* [TASK A]
Rewrite the Covid-19 passage from the words "Social anthropologists and" through "for the situation.", with "poverty" changed to "deprivation".
* [TASK B]
Carry on the passage quoting a social anthropologist and a clinical psychologist on Covid-19, picking up after its last sentence.

* [EXTRACT TO READ]
++++++++

Social anthropologists and psychologists have offered explanations why this is the case, and one reason being offered is poverty.

University of the Free State social anthropologist Professor Pearl Sithole suggested it was related to poverty as some people had to live in a backyard room with six to 12 people, and in informal settlements there was no access to running water.

“It's a kind of catch-22 situation,” she said.

Sithole said people could not be completely blamed for the situation.

“South Africa unfortunately had put itself in a situation where local and national leaders were not respected by the community,” she said. “People don't trust the system as they believe the system doesn't see them as human beings.”

Clinical psychologist Cheryl Sol said if people did not buy into a situation, they did not see it as serious.

“If you haven’t come across anyone with Covid-19, and only a few have died, then it’s seen as sensationalism.

“If you're unable or unwilling to adapt to sudden change and restrictions, this is more of a personality thing,” she said.

++++++++

* [LISTED RECORDS]
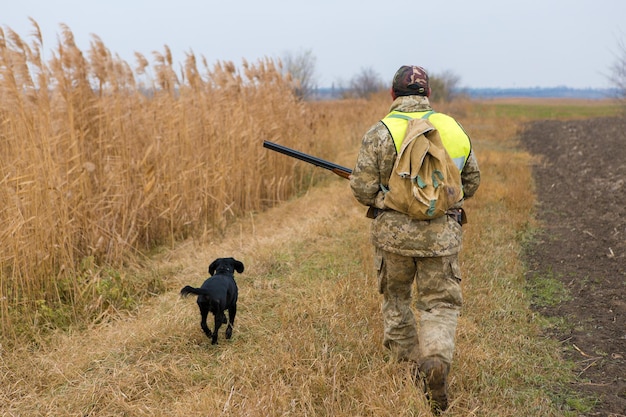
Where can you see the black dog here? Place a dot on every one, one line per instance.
(217, 294)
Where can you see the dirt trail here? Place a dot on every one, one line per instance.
(581, 187)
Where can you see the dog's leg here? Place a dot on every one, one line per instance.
(204, 313)
(219, 319)
(232, 312)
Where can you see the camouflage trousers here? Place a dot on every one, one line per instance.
(438, 302)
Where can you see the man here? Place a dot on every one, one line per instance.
(407, 249)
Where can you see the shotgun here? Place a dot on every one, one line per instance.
(337, 169)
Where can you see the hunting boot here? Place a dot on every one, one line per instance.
(435, 375)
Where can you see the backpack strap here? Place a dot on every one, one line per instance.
(405, 117)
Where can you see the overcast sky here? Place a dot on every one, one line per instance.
(487, 43)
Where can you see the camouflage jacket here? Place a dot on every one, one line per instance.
(391, 230)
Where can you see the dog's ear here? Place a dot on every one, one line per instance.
(238, 265)
(212, 267)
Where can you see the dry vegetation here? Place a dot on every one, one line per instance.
(99, 170)
(100, 163)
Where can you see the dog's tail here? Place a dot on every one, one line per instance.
(188, 289)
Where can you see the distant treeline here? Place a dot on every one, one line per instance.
(486, 93)
(539, 92)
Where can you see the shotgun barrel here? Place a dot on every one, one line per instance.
(337, 169)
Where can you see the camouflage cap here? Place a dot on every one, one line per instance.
(410, 80)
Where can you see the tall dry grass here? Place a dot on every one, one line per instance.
(307, 338)
(146, 157)
(101, 162)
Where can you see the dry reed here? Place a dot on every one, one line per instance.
(100, 163)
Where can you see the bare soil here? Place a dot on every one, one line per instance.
(580, 181)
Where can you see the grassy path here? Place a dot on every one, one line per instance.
(307, 337)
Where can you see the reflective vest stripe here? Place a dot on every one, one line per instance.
(453, 137)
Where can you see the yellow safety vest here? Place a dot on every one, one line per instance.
(453, 137)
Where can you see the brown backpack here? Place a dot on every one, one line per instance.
(425, 182)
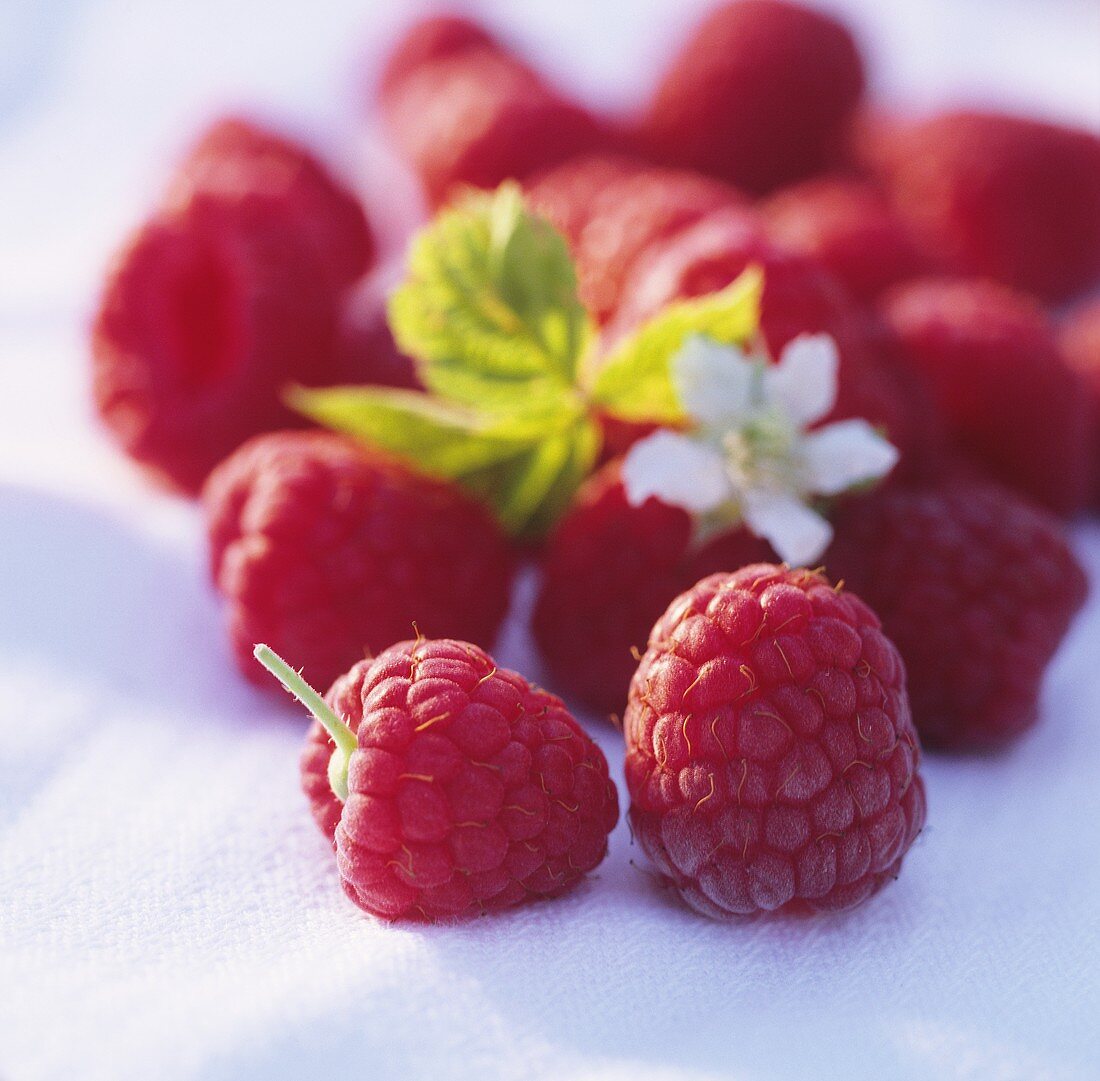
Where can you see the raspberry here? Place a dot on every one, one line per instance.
(771, 759)
(613, 213)
(366, 351)
(1013, 199)
(464, 789)
(976, 586)
(992, 363)
(759, 96)
(1080, 346)
(206, 316)
(331, 551)
(849, 228)
(479, 118)
(799, 297)
(429, 40)
(240, 163)
(594, 609)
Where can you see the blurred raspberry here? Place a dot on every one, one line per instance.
(428, 41)
(771, 758)
(799, 297)
(976, 587)
(329, 552)
(1013, 199)
(608, 571)
(366, 351)
(613, 212)
(992, 363)
(1080, 346)
(470, 792)
(849, 228)
(481, 117)
(759, 96)
(240, 163)
(206, 316)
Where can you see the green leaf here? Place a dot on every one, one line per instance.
(635, 382)
(535, 492)
(490, 304)
(526, 465)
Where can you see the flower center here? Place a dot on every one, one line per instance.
(763, 452)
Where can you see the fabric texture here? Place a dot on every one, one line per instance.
(167, 907)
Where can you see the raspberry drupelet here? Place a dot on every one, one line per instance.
(771, 759)
(451, 787)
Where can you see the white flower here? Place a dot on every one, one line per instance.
(751, 456)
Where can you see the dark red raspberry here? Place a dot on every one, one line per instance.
(622, 213)
(608, 571)
(992, 363)
(848, 227)
(428, 41)
(330, 552)
(1080, 346)
(481, 117)
(241, 164)
(207, 315)
(1015, 199)
(469, 790)
(759, 96)
(977, 588)
(799, 297)
(771, 759)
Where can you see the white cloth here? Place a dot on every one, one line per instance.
(167, 908)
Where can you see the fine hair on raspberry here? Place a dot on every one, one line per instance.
(771, 759)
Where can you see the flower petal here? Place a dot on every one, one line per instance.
(803, 382)
(714, 382)
(799, 535)
(678, 471)
(844, 454)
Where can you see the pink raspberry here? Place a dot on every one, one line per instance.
(331, 551)
(1080, 345)
(850, 229)
(1003, 197)
(800, 297)
(976, 586)
(594, 609)
(455, 787)
(759, 95)
(771, 759)
(613, 212)
(991, 360)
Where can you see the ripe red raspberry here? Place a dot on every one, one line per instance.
(771, 759)
(330, 551)
(1080, 346)
(1015, 199)
(429, 40)
(850, 229)
(759, 96)
(465, 789)
(366, 351)
(608, 571)
(241, 164)
(800, 297)
(206, 316)
(613, 213)
(977, 588)
(992, 363)
(481, 117)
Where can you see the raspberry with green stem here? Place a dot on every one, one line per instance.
(341, 735)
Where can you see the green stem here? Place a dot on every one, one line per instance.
(342, 736)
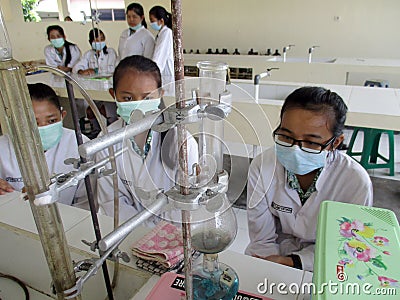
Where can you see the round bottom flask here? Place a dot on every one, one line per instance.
(213, 280)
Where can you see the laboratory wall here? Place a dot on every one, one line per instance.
(341, 28)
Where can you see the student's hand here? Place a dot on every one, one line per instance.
(5, 187)
(65, 69)
(87, 72)
(283, 260)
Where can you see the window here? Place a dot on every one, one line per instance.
(78, 10)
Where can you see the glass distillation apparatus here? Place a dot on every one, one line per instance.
(213, 224)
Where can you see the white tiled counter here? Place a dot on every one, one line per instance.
(22, 256)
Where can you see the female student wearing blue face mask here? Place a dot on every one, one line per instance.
(59, 143)
(98, 60)
(161, 22)
(151, 159)
(287, 183)
(60, 53)
(136, 40)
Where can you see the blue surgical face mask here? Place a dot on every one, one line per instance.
(125, 109)
(298, 161)
(50, 135)
(155, 26)
(97, 46)
(57, 43)
(137, 27)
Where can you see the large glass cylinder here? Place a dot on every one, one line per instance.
(212, 85)
(19, 121)
(5, 45)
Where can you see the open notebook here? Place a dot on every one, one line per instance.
(357, 253)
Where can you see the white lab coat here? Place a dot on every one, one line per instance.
(139, 43)
(164, 55)
(66, 148)
(54, 60)
(278, 223)
(135, 175)
(105, 63)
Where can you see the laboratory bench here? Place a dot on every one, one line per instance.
(23, 257)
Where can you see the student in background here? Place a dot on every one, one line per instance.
(136, 40)
(161, 22)
(61, 54)
(151, 159)
(59, 143)
(100, 59)
(288, 182)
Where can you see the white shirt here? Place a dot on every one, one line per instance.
(139, 43)
(278, 222)
(54, 60)
(164, 55)
(105, 62)
(136, 174)
(55, 156)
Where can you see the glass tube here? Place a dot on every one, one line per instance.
(19, 121)
(212, 83)
(5, 45)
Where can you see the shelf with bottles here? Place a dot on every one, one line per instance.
(235, 72)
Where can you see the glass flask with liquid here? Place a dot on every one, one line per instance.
(214, 228)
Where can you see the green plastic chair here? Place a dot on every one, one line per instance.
(370, 150)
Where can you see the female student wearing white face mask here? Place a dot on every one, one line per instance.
(151, 159)
(61, 53)
(58, 143)
(287, 183)
(98, 60)
(161, 22)
(136, 40)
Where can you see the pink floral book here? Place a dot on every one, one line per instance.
(357, 254)
(163, 244)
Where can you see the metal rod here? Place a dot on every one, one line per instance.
(117, 136)
(89, 191)
(176, 11)
(123, 230)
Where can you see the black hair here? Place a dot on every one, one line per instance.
(66, 43)
(159, 13)
(319, 100)
(95, 33)
(42, 92)
(138, 9)
(139, 64)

++++++++

* [RESPONSE AREA A]
Social anthropologists and psychologists have offered explanations why this is the case, and one reason being offered is deprivation.

University of the Free State social anthropologist Professor Pearl Sithole suggested it was related to deprivation as some people had to live in a backyard room with six to 12 people, and in informal settlements there was no access to running water.

“It's a kind of catch-22 situation,” she said.

Sithole said people could not be completely blamed for the situation.

* [RESPONSE AREA B]
According to Sol, some people baulked against perceived authoritarianism or external authority.

“Some people have such high anxiety that they disconnect from the situation and will be going about what is seen as regular activities as a form of anxiety regulation.

“People who are more extroverted and need others will battle more than those who take some comfort in solitude and are already adapted for that.”

Sol felt these were early days and

that people were working hard to be positive.

“The bigger issues are the growing sense of loss of a way of life, an illusion of the future as fairly certain, separation from loved ones, not being able to touch and hug others or visit your elderly relatives,” Sol said.

The people who were the most vulnerable, she said, were those who did not have strong support systems and had pre-existing poor coping skills, anxiety problems, obsessive-compulsive or other serious psychiatric disorders.

“As people become overwhelmed by the financial impact of the situation, the risk of suicide becomes stronger," she said.

Sol advised that there were ways to deal with being "on lockdown".

“There’s a lot out there on social media, etc, on how to cope during this time – create structure, exercise, keep in contact, meditate or do mindfulness exercises, catch up with chores, spend time with your children.

“Mental health is seen as an essential service and most professionals continue to work, mainly remotely by telephone or online counselling. There are also a number of other services which offer free online counselling at the moment,” she said.